• ROWS:
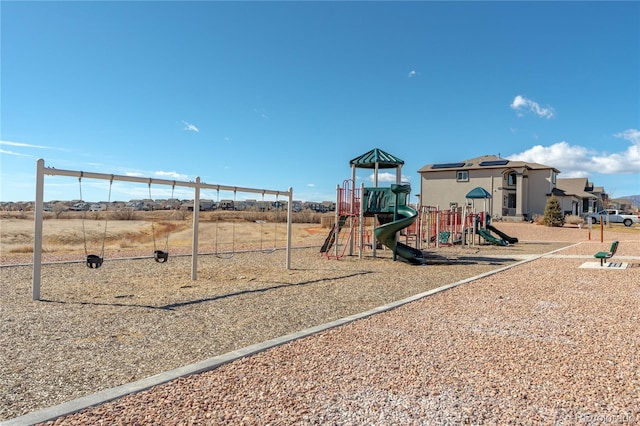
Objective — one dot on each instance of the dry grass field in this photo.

---

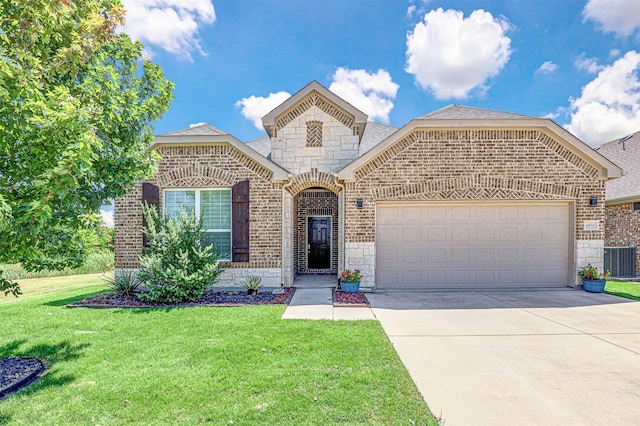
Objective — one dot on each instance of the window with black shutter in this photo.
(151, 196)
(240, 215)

==

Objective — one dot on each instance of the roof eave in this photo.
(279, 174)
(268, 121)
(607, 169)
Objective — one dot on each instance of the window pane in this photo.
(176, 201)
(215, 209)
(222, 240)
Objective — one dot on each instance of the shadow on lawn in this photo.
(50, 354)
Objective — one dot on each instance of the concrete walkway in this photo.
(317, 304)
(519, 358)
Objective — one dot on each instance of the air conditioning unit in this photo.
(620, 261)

• SHORT PROBLEM:
Please state how many lines in the entries above contain the word "Objective", with case counting, and give only the number.

• RESULT BELOW:
7